**Text:**

*** Block opens ***

Attorney General Kaul Joins Coalition of 23 Cities And States Suing Trump Administration To Stop Rule Allowing Discrimination in Providing Health Care

May 21 2019

MADISON, Wis. – Attorney General Josh Kaul joined a coalition of 23 cities, states, and municipalities, today in filing a lawsuit in the U.S. District Court for the Southern District of New York challenging a Trump Administration rule that would allow individuals and institutions to refuse certain legal medical care to patients on religious or moral grounds.

 

“The federal government shouldn’t be making it more difficult for patients to get needed health-care services,” said Attorney General Kaul.

 

“No one should have to worry that they might go to the doctor and be denied the care they need,” said Gov. Evers. “Everyone should have access to quality, affordable healthcare, regardless of their circumstances or the personal beliefs of the person providing their care.”

 

Current law permits physicians and other health-care professionals who provide written notice of their objections to opt out of directly performing or participating in procedures such as abortion or sterilization.

 

The lawsuit alleges that the Final Rule, which will take effect in July 2019, would undermine the delivery of health care by giving a wide range of health care institutions and individuals a right to refuse care, based on the provider’s own personal views. The Rule drastically expands the number of providers eligible to make such refusals, ranging from ambulance drivers to emergency room doctors to receptionists to customer service representatives at insurance companies. The Rule makes this right absolute and categorical, and no matter what reasonable steps a health provider or employer makes to accommodate the views of an objecting individual, if that individual rejects a proposed accommodation, a provider or employer is left with no recourse. 

  

Under the Rule, a hospital could not inquire, prior to hiring a nurse, if (s)he objected to administering a measles vaccination—even if this was a core duty of the job in the middle of an outbreak of the disease. Or an emergency room doctor could refuse to assist a woman who arrived with a ruptured ectopic pregnancy, even if the woman’s life was in jeopardy.  

  

The Rule would also allow businesses, including employers, to object to providing insurance coverage for procedures they consider objectionable, and allow individual health care personnel to object to informing patients about their medical options or referring them to providers of those options. The devastating consequences of the Rule would fall particularly hard on marginalized patients, including LGBTQ patients, who already confront discrimination in obtaining health care.  

  

The lawsuit further alleges that the risk of noncompliance is the termination of billions of dollars in federal health care funding. If HHS determines, in its sole discretion, that states or cities have failed to comply with the Final Rule – through their own actions or the actions of thousands of sub-contractors relied upon to deliver health services – the federal government could terminate funding to those states and cities, to the price tag of hundreds of billions of dollars. States and cities rely upon those funds for countless programs to promote the public health of their residents, including Medicaid, the Children’s Health Insurance Program, HIV/AIDS and STD prevention and education, and substance abuse and mental health treatment.

*** Block closes ***

**Dataset content:**
*** Block opens ***

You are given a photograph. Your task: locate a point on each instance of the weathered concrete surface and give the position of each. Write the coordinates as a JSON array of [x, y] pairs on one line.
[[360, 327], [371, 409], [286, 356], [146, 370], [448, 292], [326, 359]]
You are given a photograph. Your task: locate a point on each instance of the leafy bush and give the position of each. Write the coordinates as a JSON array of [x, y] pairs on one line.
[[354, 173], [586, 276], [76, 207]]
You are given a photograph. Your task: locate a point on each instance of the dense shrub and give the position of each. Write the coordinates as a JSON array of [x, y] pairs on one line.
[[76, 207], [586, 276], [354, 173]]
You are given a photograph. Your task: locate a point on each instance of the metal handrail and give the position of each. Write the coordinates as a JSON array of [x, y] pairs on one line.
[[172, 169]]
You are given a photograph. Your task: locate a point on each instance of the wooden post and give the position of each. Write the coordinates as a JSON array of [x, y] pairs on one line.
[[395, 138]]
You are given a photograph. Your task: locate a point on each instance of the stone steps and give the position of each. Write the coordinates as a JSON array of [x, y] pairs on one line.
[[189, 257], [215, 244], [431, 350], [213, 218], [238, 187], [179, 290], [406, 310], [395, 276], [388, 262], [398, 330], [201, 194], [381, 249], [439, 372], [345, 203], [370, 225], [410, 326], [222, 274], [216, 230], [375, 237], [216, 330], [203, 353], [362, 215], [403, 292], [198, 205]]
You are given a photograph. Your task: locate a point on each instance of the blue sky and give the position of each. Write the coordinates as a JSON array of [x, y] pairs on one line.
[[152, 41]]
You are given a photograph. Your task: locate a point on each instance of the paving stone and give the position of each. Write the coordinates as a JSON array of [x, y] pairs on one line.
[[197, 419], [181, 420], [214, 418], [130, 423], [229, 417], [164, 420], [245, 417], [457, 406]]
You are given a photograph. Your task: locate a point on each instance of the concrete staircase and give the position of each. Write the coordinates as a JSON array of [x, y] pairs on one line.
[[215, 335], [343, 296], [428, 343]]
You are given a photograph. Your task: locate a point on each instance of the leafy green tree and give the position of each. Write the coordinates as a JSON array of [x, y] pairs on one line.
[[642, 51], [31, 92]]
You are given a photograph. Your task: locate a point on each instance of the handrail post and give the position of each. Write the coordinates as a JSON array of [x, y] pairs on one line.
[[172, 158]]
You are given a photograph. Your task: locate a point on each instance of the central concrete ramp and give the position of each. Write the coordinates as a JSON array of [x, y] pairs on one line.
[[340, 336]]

*** Block closes ***

Edit the press release on the health care lawsuit, starting with "Attorney General Kaul Joins" and going on through "or moral grounds.", and change every "lawsuit" to "complaint".

Attorney General Kaul Joins Coalition of 23 Cities And States Suing Trump Administration To Stop Rule Allowing Discrimination in Providing Health Care

May 21 2019

MADISON, Wis. – Attorney General Josh Kaul joined a coalition of 23 cities, states, and municipalities, today in filing a complaint in the U.S. District Court for the Southern District of New York challenging a Trump Administration rule that would allow individuals and institutions to refuse certain legal medical care to patients on religious or moral grounds.